Material provided:
------------------------------------

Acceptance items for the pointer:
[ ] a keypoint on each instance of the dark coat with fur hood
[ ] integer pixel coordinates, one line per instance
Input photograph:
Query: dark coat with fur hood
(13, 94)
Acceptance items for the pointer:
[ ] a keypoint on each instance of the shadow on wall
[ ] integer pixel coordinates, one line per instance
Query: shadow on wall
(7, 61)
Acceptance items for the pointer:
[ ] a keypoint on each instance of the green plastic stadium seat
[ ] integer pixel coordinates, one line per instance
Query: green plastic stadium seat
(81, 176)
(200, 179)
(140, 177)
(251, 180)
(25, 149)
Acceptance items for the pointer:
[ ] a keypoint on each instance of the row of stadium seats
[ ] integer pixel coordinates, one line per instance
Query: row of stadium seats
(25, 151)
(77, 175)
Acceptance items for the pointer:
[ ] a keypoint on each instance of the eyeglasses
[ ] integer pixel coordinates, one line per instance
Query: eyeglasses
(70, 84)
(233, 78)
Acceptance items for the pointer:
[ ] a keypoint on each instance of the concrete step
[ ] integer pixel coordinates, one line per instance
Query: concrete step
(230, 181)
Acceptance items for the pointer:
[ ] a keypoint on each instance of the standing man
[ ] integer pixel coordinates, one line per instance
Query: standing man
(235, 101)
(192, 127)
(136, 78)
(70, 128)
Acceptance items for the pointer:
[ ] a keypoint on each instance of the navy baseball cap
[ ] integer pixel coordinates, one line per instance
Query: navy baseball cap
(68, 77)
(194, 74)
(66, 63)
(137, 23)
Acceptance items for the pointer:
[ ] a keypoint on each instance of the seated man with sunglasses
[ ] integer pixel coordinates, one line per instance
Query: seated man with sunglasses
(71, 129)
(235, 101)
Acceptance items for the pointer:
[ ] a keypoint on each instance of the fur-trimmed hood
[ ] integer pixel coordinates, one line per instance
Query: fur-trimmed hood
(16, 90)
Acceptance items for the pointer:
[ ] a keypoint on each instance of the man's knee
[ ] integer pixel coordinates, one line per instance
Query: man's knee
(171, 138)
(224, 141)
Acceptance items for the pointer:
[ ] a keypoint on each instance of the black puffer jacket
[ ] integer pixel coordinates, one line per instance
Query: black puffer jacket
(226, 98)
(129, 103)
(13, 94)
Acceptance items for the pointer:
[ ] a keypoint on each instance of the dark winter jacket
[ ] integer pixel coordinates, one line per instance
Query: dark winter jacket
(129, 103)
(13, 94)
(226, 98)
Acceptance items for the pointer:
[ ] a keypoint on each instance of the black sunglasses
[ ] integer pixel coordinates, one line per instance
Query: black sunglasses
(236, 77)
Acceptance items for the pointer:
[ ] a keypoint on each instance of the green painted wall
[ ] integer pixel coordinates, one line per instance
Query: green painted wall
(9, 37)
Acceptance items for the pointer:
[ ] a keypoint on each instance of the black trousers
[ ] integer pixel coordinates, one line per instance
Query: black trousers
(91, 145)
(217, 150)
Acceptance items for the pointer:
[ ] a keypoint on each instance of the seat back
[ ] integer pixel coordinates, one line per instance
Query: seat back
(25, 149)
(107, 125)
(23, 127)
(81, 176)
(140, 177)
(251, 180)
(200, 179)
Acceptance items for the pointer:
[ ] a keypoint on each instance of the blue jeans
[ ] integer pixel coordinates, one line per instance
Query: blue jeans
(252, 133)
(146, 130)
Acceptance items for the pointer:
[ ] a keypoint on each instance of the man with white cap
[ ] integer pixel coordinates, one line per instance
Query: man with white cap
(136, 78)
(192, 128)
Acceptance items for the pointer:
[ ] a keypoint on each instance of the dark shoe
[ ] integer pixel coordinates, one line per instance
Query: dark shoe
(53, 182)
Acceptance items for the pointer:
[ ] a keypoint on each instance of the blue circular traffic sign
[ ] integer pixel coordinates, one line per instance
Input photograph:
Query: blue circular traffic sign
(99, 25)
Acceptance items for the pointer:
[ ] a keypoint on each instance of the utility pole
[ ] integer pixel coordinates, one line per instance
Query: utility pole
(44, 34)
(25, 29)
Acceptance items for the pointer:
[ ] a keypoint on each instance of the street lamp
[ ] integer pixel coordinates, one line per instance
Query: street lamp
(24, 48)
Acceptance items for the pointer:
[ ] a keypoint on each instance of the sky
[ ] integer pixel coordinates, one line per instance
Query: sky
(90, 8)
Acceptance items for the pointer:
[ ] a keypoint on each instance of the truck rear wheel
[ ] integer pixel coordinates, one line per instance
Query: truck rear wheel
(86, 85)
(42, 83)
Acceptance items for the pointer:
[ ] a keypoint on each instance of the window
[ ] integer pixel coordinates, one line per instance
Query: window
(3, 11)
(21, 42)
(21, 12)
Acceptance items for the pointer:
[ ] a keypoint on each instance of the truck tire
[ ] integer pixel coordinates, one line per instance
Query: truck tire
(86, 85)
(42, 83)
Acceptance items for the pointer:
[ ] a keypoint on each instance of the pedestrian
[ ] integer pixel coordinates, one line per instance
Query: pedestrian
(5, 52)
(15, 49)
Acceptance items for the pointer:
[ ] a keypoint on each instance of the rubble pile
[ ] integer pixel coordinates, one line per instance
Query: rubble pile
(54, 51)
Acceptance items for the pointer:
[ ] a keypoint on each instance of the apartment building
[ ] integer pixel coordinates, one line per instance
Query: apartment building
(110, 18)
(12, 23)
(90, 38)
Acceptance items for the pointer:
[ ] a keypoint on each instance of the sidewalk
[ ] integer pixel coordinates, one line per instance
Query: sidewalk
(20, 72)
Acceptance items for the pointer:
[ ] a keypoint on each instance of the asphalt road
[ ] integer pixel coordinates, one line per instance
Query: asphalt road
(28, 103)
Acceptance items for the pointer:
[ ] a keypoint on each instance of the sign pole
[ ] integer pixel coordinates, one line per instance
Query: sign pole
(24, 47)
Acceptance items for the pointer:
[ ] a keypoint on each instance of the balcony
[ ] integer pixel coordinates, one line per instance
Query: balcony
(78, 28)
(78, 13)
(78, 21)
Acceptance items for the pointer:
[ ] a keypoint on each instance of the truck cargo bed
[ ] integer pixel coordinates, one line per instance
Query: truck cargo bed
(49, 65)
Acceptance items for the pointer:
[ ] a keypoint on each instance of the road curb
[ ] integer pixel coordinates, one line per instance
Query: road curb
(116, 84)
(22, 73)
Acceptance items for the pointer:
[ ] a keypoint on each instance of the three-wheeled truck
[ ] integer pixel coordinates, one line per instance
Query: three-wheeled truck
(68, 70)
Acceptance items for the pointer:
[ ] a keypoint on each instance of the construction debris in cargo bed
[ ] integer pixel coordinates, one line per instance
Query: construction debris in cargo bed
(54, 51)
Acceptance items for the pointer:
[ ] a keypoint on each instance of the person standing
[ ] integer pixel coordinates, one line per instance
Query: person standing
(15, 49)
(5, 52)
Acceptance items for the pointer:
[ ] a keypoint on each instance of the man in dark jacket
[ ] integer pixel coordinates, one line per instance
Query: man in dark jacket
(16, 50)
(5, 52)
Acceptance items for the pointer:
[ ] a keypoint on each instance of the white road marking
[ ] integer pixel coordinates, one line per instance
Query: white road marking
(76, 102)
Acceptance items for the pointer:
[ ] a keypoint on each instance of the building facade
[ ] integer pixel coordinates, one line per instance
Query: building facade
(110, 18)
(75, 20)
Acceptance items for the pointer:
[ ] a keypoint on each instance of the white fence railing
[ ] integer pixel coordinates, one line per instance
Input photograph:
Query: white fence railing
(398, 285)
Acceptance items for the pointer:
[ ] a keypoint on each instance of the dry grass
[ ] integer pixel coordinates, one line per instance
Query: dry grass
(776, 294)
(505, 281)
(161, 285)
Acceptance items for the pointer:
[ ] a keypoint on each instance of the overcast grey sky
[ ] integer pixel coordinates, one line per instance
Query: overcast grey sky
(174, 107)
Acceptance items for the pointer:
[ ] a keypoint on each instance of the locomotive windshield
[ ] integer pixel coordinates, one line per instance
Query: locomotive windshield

------------------------------------

Goal of the exercise: Please give back exactly the lines of this listing beginning at the line with "[ ] a keypoint on each instance of the white road" and ending with the line with "[ ] a keypoint on each instance of the dry", both included, and nothing else.

Reply:
[ ] a keypoint on each instance of the white road marking
[ ] integer pixel coordinates, one line per instance
Query: white road marking
(76, 102)
Acceptance items for the pointer:
[ ] a keypoint on each instance of the building facade
[ ] integer pixel coordinates, one line per instance
Query: building facade
(110, 18)
(75, 20)
Acceptance items for the pointer:
[ ] a keypoint on each instance of the white fence railing
[ ] integer pixel coordinates, one line per instance
Input photograph:
Query: white fence railing
(398, 285)
Acceptance items for the pointer:
[ ] a keypoint on each instance of the dry grass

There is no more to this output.